# turbo charged ka24e pickup



## ihihardbody (Feb 3, 2006)

Hi guys, 
I put pieced together a turbo kit for my 90 hardbody. My internal wastegate allows max of 8-10 psi. In third gear or stomping on it, the fuel ratio drops to lean. My timing is at factroy setting. Should I mess with the timing or is my problem a total lack of fuel or both? Thanks for your help or advice.


----------



## final frontier (Feb 5, 2006)

did u change those injectors? might want to bump them up :hal:


----------



## NotAnotherHonda (Aug 7, 2003)

what kind of engine management are you using is the first question


----------



## ihihardbody (Feb 3, 2006)

final frontier said:


> did u change those injectors? might want to bump them up :hal:


No, I am still using factory injectors, I will look into some though. Thanks.


----------



## ihihardbody (Feb 3, 2006)

NotAnotherHonda said:


> what kind of engine management are you using is the first question


Hi, I'm not currently using anything. Gettin the feeling I'm definetly still not done piecing the kit. Thanks.


----------



## Outkast (Jan 29, 2006)

Without proper fuel management that engine is dangerously close to blowing.


----------



## wildmanee (Nov 21, 2004)

Yeah, it'd be a very good idea to stop driving the truck for now, unless you'd like to swap in a newer motor.


----------



## ihihardbody (Feb 3, 2006)

INFORMATION SHOWN:
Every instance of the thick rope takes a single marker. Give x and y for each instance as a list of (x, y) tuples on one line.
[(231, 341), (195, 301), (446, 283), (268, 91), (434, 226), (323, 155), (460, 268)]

SHORT TASK 1:
In the turbocharged KA24E pickup thread, what is the maximum boost that the internal wastegate allows?
SHORT TASK 2:
Carry on the forum thread about the turbocharged KA24E pickup from the point where it stops.

WRITTEN ANSWER 1:
It allows a maximum of 8 to 10 psi.

WRITTEN ANSWER 2:
wildmanee said:


> Yeah, it'd be a very good idea to stop driving the truck for now, unless you'd like to swap in a newer motor.


Hey guys, tell me if i'm lucky or just false hopes, i picked up an adjustable fuel pressure regulator from Nismo. i turned up pressure from 37 to 48psi & since the air/fuel meter shows rich under boost no lean indicator.


----------



## 142BHP (Jul 21, 2004)

I think you should maybe just have a run a good dyno and let them check the
AFR for you, I just popped a head gasket due to improper fuelling and I think I was just one of the lucky ones who did'nt break pistons or rods. Trust me that this is a whole new ballgame from NA motors and if that turbo is chucking a crapload of air in there you better make sure there is enough fuel in there to keep the mixture good otherwise you end up having very high combustion pressure and temp. Anybody correct me if i am wrong here but I paid the price for the repair.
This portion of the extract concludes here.